Segundo documentos coletados pelo informante Edward Snowden, o ex-técnico da CIA que vazou informações sobre o programa secreto de monitoramento da NSA - conhecido como Prisma -, o Brasil teve "bilhões" de telefonemas e mensagens (de e-mail) espionados.
Para Greg Nojeim, diretor do centro de estudos Center for Democracy and Technology, em Washington, "há um risco de que agora aumente a regulamentação dos países sobre a internet", fazendo com que a rede mundial sofra restrições regionais, com os países se protegendo de possível intromissão internacional e com isso tirando a liberdade global que a rede poderia ter.
"Os Estados Unidos estão perdendo credibilidade em seu argumento contra a regulamentação da internet por órgãos internacionais. E isso é uma pena, porque para a internet continuar sendo uma ferramenta de livre expressão global, é importante que os governos se mantenham longe do controle da internet", afirmou.
Nojeim considera "preocupantes os pedidos pela internacionalização ou nacionalização do controle da internet porque pode ser um retrocesso à liberdade de expressão no mundo".
Intromissão
Segundo os documentos vazados por Snowden, a NSA teria acesso a uma enorme quantidade de dados provenientes de conversas individuais de usuários de internet e telefonia.
O vazamento também revelou que o programa Prisma permitia espionar os servidores de nove das maiores empresas de tecnologia, incluindo Microsoft, Yahoo, Google, Facebook, PalTalk, AOL, Skype, YouTube e Apple.
As empresas negaram conhecimento do monitoramento de dados pela NSA. O diretor da agência de segurança dos Estados Unidos, Keith Alexander, disse que as operações de escuta têm ajudado a manter a segurança dos cidadãos americanos, mas se negou a dar detalhes.
Ao comentar as declarações de Snowden, o presidente Barack Obama disse que é impossível ter 100% de segurança com 100% de privacidade.
O chamado Patriot, a lei antiterror aprovada nos Estados Unidos após os ataques de 2001 ampliou os poderes de intromissão das autoridades americanas.
=====
▶ _O que se pede_
No texto sobre a espionagem da NSA, o que o presidente Barack Obama disse ser impossível ao comentar as declarações de Snowden?

(Rótulos de pontos de objetos)
=====
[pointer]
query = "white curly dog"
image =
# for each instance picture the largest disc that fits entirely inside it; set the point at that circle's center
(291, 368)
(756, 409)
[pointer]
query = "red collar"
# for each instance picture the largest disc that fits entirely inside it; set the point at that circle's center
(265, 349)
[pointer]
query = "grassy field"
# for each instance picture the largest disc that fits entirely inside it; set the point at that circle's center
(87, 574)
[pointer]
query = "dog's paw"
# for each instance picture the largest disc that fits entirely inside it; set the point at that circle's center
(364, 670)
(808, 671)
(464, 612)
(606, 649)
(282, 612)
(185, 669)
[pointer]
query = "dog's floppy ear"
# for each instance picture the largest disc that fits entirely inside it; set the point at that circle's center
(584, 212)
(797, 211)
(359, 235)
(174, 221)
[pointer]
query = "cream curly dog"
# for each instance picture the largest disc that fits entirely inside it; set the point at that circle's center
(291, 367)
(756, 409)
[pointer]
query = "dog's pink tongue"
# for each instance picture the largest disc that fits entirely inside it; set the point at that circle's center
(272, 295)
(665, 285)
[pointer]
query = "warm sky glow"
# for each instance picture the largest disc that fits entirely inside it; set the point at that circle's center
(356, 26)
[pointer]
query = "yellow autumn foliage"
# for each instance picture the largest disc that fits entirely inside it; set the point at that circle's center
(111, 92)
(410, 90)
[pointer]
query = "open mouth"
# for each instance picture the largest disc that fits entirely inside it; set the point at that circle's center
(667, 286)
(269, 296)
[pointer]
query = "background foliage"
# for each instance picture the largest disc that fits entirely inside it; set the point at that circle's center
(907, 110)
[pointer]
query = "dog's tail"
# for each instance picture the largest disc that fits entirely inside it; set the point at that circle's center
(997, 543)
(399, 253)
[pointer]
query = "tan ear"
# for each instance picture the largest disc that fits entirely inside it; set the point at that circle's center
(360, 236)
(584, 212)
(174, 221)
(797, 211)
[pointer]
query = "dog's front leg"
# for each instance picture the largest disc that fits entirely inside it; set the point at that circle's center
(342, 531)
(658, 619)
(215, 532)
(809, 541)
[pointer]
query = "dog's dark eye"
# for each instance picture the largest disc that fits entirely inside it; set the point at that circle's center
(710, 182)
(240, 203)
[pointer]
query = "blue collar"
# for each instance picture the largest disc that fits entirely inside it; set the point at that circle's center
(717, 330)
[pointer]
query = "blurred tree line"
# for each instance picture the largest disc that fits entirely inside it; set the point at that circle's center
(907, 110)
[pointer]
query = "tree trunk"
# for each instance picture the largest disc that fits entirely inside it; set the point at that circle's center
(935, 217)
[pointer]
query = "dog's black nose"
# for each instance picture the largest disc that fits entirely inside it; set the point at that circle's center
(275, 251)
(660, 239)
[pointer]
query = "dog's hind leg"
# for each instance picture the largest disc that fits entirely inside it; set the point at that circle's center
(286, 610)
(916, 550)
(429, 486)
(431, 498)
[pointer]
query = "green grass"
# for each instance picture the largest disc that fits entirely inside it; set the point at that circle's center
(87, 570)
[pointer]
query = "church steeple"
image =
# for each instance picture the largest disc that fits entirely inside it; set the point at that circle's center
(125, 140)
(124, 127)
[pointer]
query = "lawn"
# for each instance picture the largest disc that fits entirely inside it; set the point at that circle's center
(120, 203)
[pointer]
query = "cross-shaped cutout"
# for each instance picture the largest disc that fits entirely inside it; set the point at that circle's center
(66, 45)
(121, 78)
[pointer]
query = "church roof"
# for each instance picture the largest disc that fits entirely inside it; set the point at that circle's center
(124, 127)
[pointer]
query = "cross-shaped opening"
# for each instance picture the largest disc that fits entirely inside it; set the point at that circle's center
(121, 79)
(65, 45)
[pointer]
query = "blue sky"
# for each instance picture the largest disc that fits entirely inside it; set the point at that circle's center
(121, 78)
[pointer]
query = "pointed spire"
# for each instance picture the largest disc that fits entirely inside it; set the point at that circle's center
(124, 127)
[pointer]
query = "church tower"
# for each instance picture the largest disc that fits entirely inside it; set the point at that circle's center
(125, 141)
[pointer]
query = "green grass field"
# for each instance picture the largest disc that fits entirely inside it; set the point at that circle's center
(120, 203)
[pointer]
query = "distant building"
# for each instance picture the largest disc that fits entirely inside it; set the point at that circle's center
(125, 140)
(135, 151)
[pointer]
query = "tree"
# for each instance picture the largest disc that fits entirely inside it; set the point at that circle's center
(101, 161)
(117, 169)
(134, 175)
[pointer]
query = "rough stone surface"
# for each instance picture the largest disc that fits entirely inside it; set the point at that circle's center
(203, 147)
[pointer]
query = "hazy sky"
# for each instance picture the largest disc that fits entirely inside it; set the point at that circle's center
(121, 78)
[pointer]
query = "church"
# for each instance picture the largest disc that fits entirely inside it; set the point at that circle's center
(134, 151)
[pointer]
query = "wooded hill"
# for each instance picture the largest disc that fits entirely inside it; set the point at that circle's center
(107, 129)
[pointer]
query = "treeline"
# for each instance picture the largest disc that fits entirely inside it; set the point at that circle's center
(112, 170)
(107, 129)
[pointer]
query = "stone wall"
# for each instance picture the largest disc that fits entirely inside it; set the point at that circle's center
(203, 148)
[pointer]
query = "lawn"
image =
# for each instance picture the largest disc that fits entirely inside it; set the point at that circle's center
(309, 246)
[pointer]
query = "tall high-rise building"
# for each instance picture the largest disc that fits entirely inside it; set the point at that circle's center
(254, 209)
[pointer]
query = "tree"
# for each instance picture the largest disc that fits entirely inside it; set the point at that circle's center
=====
▶ _Resposta do exercício_
Ter 100% de segurança com 100% de privacidade.